SUPPLIED PASSAGE »
>>

I have had Photoshop 5.5 on my computer for 4 years and I am perfectly happy with it, except...... Last week it started freezing up on opening up. Can't even open the original disk files to re-install. One in a great while (for some reason) it opens. I wish I had left it "on" because it has not opened since. Big mystery. All of my other Adobe programs are operating OK. Anybody got any clues?


----------



## buck52 (Mar 9, 2001)

Have either of you tried a reinstall after a complete uninstall

buck


----------



## photolady (May 5, 2004)

Sometimes, renaming the preferences file in Photoshop will cure problems with starting. To do this follow the intructions below:

Exit from Photoshop, rename the general preferences file (for example, to Filename.old), and then restart Photoshop. You can locate the general preferences file, Adobe Photoshop 7.0 Prefs.psp (Photoshop 7.x) or Adobe Photoshop 6.0 Prefs.psp (Photoshop 6.x), in the following locations:

Adobe Photoshop 7.0 Prefs.psp:

-- (Windows XP and 2000): Documents and Settings/ [user profile] /Application Data/Adobe/Photoshop/7.0/Adobe Photoshop 7.0 Settings

-- (Windows Me and 98): Windows/Application Data/Adobe/Photoshop/7.0/Adobe Photoshop 7.0 Settings

Note: If you cannot locate the preferences file, enable Windows to show hidden files and folder:

1. Start Windows Explorer.

<<

INSTRUCTION A » In the Photoshop forum thread, how long has the first poster had Photoshop 5.5 on their computer?
INSTRUCTION B » Continue the Photoshop forum thread from the point where it stops.

RAW DATA »
>>

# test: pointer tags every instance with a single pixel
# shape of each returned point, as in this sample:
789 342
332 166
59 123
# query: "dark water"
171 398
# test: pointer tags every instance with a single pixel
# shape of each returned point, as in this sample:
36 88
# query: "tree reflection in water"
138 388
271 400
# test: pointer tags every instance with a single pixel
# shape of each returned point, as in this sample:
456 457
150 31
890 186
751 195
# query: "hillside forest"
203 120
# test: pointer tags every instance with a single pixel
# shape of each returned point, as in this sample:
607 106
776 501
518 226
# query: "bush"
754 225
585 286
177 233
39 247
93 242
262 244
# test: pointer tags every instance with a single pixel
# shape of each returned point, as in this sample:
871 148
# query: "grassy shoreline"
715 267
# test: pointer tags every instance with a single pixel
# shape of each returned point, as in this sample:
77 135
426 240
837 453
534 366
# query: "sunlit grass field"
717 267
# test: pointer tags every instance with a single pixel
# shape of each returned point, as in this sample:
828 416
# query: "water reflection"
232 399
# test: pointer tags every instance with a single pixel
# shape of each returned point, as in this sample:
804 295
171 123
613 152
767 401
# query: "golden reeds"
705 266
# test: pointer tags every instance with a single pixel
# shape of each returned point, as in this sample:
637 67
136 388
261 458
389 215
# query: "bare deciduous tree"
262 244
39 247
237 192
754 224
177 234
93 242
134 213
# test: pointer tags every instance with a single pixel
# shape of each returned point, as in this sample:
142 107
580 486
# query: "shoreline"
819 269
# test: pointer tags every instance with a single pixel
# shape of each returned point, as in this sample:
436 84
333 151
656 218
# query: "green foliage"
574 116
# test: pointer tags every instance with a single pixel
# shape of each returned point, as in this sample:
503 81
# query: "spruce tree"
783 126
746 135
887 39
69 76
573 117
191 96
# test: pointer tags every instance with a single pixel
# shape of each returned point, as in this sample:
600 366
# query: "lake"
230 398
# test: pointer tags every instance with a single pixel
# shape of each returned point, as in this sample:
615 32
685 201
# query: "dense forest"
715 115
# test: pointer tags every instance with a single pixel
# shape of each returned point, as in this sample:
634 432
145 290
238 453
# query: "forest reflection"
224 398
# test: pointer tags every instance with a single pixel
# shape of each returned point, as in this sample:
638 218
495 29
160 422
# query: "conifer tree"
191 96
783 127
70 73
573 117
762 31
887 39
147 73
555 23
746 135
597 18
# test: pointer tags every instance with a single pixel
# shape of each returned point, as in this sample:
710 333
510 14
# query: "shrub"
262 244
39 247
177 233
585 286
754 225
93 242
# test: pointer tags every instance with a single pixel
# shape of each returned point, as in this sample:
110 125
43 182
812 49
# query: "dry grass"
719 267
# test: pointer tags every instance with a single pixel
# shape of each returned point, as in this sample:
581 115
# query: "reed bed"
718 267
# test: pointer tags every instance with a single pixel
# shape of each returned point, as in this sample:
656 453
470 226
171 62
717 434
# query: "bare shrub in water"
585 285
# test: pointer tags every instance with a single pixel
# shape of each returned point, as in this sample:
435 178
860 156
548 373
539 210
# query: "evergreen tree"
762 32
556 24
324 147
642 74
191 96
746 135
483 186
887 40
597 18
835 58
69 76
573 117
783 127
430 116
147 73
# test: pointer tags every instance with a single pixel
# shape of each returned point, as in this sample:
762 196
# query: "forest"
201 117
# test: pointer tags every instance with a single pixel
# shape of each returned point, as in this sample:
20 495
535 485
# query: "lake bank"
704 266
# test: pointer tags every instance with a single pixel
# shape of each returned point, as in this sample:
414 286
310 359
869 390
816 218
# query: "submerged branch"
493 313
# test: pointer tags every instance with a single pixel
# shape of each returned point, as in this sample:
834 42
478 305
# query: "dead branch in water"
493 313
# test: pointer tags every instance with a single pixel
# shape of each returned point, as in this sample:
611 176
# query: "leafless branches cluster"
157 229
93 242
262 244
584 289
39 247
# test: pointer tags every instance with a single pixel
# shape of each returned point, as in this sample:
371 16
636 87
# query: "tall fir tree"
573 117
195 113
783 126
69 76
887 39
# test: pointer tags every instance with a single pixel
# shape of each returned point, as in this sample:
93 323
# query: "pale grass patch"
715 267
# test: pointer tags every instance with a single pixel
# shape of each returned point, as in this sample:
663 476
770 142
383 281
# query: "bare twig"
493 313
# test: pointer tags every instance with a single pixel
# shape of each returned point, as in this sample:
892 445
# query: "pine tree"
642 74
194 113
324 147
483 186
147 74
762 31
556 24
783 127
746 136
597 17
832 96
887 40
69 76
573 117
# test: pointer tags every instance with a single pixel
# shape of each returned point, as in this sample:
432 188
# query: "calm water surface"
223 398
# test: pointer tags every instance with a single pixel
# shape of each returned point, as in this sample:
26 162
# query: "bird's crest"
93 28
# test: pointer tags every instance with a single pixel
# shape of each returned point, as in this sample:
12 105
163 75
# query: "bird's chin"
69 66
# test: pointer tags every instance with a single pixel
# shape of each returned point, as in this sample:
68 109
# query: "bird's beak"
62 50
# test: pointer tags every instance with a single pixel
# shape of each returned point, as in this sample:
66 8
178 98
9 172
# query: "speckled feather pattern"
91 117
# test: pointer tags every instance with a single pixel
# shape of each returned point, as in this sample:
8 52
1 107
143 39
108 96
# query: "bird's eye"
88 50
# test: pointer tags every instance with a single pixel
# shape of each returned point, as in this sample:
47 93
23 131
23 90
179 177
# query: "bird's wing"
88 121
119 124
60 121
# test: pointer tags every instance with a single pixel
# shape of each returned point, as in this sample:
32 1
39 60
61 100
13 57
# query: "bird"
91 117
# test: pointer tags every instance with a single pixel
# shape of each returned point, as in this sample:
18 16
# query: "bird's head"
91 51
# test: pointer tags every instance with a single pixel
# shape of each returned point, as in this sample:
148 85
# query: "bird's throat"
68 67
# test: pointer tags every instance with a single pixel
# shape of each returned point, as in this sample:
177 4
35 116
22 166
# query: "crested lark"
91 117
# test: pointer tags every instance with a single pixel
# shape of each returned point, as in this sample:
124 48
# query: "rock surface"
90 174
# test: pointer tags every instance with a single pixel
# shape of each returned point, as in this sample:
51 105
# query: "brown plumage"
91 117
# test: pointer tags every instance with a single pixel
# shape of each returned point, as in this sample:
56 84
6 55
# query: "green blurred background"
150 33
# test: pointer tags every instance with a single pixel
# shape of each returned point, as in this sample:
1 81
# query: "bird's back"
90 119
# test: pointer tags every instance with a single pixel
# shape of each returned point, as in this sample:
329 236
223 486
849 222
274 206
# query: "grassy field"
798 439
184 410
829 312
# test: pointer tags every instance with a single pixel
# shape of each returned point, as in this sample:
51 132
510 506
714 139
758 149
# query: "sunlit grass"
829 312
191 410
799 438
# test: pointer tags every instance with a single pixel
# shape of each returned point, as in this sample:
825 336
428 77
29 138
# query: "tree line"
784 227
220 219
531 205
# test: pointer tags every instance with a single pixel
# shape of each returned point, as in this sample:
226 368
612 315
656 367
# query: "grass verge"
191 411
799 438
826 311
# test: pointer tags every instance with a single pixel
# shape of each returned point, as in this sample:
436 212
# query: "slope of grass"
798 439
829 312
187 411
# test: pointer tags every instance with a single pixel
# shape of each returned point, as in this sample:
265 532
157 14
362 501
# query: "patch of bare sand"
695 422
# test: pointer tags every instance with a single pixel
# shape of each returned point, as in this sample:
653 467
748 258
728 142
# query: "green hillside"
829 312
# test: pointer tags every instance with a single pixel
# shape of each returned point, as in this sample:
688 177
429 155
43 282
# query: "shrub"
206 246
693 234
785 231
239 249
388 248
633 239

<<

FINAL ANSWER A » 4 years.

FINAL ANSWER B »
2. Choose Tools > Folder Options (Windows XP, 2000, Me, 98) or View > Options (Windows NT).

3. Click the View tab in the Options dialog box (Windows XP, 2000, NT), or click the View tab in the Folder Options dialog box (Windows Me, 98).

4. Select Show Hidden Files And Folders (Windows XP, 2000, Me) or select Show All Files (Windows 98, NT).

5. Deselect Hide Extensions For Known File Types.

6. Click OK.


----------



## ginigarden (Feb 17, 2004)

Even the install disk will not work. When Photoshop does open (and it has about 3 times in the last 3 days, the install disk works. Yes, I reinstalled about 3 times. About a half hour later, it wouldn't open - just like before. As I said, it is a mystery to me.


----------



## ginigarden (Feb 17, 2004)

I just tried renaming the PSP file - no change - Photoshop still won't open (or the disk).
Wonder why when the software DOES open (which is once every other day) - the original disk ALSO works. And when it DOESN'T work, they both don't work. (?)


----------



## lister (Aug 10, 2004)

Try Uninstalling, then deleting the *entire* Photoshop folder in
Documents and Settings/*username*/Application Data/Adobe/Photoshop/
or
Windows/Application Data/Adobe/Photoshop/
Then reinstall.


----------



## t bone (Jul 2, 2004)

how much RAM do you have?

how much available free space?

have you defragged lately?


----------



## earlst (Sep 1, 2003)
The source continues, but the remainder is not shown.